## Short exercise
Please rewrite these lines with "Teacher note" swapped for "Annotator note" and everything else left as it is. Omit the pictures from your answer.

Excerpts from a location annotation dataset
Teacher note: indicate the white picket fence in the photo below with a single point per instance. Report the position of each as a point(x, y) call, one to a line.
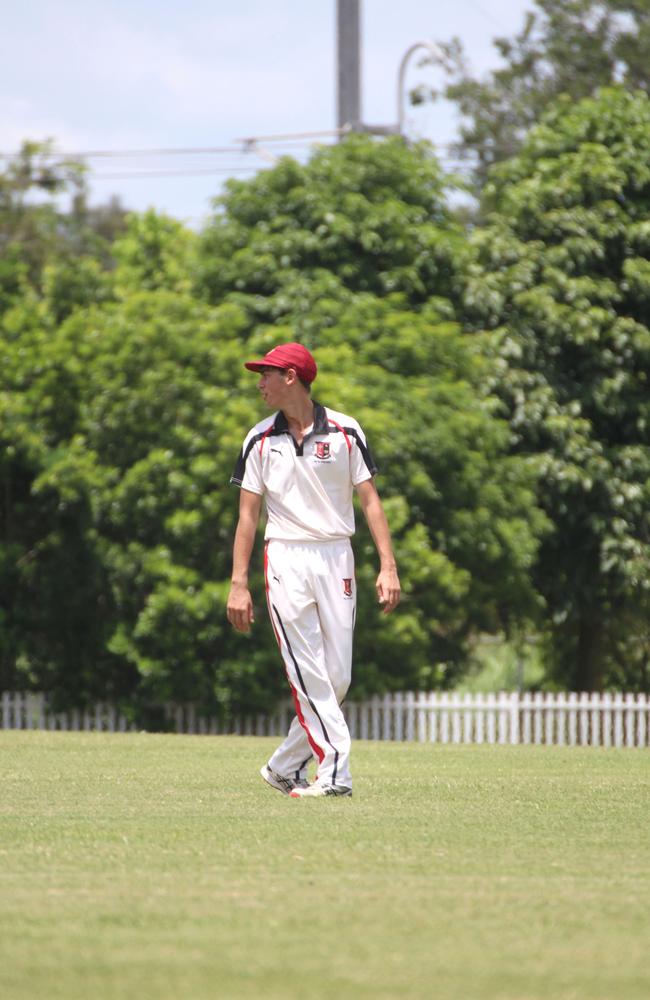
point(607, 720)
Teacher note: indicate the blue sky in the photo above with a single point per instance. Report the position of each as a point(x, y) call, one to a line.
point(141, 75)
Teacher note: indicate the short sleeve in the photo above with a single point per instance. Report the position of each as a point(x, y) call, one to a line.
point(362, 462)
point(248, 469)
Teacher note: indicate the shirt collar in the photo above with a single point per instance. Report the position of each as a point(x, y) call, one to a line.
point(321, 425)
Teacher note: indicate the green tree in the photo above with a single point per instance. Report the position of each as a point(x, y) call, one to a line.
point(563, 274)
point(357, 255)
point(62, 254)
point(570, 47)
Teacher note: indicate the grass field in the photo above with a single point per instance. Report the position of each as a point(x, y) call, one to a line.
point(141, 866)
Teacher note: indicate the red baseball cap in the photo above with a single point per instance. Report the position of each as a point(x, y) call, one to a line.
point(287, 356)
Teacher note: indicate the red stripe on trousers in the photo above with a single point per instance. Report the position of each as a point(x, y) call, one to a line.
point(320, 753)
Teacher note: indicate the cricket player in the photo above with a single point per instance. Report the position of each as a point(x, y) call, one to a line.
point(304, 461)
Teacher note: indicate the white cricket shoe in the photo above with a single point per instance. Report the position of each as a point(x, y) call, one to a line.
point(316, 791)
point(284, 785)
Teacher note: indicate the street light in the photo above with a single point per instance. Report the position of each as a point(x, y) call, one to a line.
point(398, 129)
point(433, 50)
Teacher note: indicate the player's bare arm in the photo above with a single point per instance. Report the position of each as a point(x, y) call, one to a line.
point(240, 603)
point(387, 584)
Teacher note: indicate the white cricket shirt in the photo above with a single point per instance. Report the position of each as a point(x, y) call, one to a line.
point(307, 487)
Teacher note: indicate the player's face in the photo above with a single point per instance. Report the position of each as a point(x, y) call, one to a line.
point(272, 386)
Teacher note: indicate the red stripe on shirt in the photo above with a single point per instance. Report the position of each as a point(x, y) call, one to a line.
point(342, 430)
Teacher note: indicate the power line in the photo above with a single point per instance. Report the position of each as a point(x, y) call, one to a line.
point(189, 172)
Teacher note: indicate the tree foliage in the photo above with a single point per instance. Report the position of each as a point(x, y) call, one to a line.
point(122, 415)
point(358, 256)
point(569, 47)
point(563, 272)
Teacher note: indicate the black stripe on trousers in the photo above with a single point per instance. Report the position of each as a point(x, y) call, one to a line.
point(304, 689)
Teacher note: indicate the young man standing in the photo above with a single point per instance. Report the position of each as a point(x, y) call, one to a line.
point(305, 460)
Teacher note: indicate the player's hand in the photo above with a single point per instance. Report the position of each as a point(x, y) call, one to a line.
point(388, 590)
point(240, 608)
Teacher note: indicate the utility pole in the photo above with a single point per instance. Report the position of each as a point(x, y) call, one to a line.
point(348, 38)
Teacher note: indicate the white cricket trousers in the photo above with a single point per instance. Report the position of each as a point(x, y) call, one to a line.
point(311, 593)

## Answer to the task
Annotator note: indicate the white picket fence in the photo below with a single point per instance. Report the position of each as a point(x, y) call, one to a line.
point(607, 720)
Annotator note: indicate the blue sky in the photo above with a single point per instance. Report the position of each as a point(x, y) call, one to a line.
point(141, 75)
Annotator note: indicate the short sleeve in the photo above with a single point per instance. Report the position of each as a point(x, y) call, one to a line.
point(362, 462)
point(248, 469)
Annotator note: indicate the shirt collar in the photo above with a single point per instance. Report the position of each as a point(x, y) call, one to a line.
point(321, 425)
Annotator note: indicate the green tree in the photo above with a single point per instance. Report the position of each as a point(x, y) call, one to a line.
point(563, 274)
point(357, 255)
point(62, 254)
point(570, 47)
Annotator note: indicate the grass field in the photo above with a single point per instance. Report the position of each as a point(x, y) call, one to a line.
point(141, 866)
Annotator note: indicate the red baseball cap in the photo above with a single point per instance. Report the position of each as a point(x, y) call, one to a line.
point(287, 356)
Annotator note: indicate the red stripe on trousers in the photo above with a single point per instance. Report the position of each as a point(x, y) call, one to a line.
point(320, 753)
Annotator note: indicate the cricket player in the photo above with a single point per instance. Report the position of each as a point(x, y) call, one to a line.
point(304, 461)
Annotator note: indicate the white cricket shoe in the photo above with a single point per instance. Report the position of each as a point(x, y) call, one to a line.
point(316, 791)
point(284, 785)
Annotator note: indicate the street light in the photo above with a single point per instance. Report the position of each as a point(x, y) call, one to a line.
point(398, 129)
point(433, 50)
Annotator note: indicate the player's bare arm in the photo above with a single point per instance. Report the position of each as a point(x, y) call, one to a line.
point(240, 603)
point(387, 584)
Annotator note: indicate the white cricket shirt in the photo above with a single point per instance. Report the position of each as a point(x, y) call, one to a line.
point(307, 487)
Annotator note: indicate the player's face in the photo above with a single point per instance. Report the position of each as a point(x, y) call, one to a line.
point(272, 386)
Annotator note: indicate the red stripe on shirt in the photo above with a single point per instance. Report the position of each as a point(x, y) call, one to a line.
point(342, 430)
Annotator note: indicate the power line in the photo above with a single point per instance. Report the position of each as a point(x, y) call, one to a line.
point(189, 172)
Annotator note: indicate the tree foliage in the photo above with a single point per instance. Report the position of each as a point(x, y) call, one to a line.
point(122, 415)
point(358, 256)
point(569, 47)
point(563, 272)
Annotator note: indicate the black stripe on trousers in the photo above with a single point per instance. Report the position of each as a point(x, y) call, one to a line.
point(304, 689)
Annotator note: indicate the young man standing in the photo above with a single point per instance. Report the position of each as a point(x, y) call, one to a line.
point(305, 460)
Annotator note: indicate the player's hand in the photo above with a single point per instance. Report the position of each as a point(x, y) call, one to a line.
point(388, 590)
point(240, 608)
Annotator note: indicate the utility pole in the photo above with a single point per instance. Report the position of each as a point(x, y) call, one to a line.
point(348, 38)
Annotator note: indicate the white cricket trousers in the photo above with a single point per instance. Report the position of each as a point(x, y) call, one to a line.
point(311, 593)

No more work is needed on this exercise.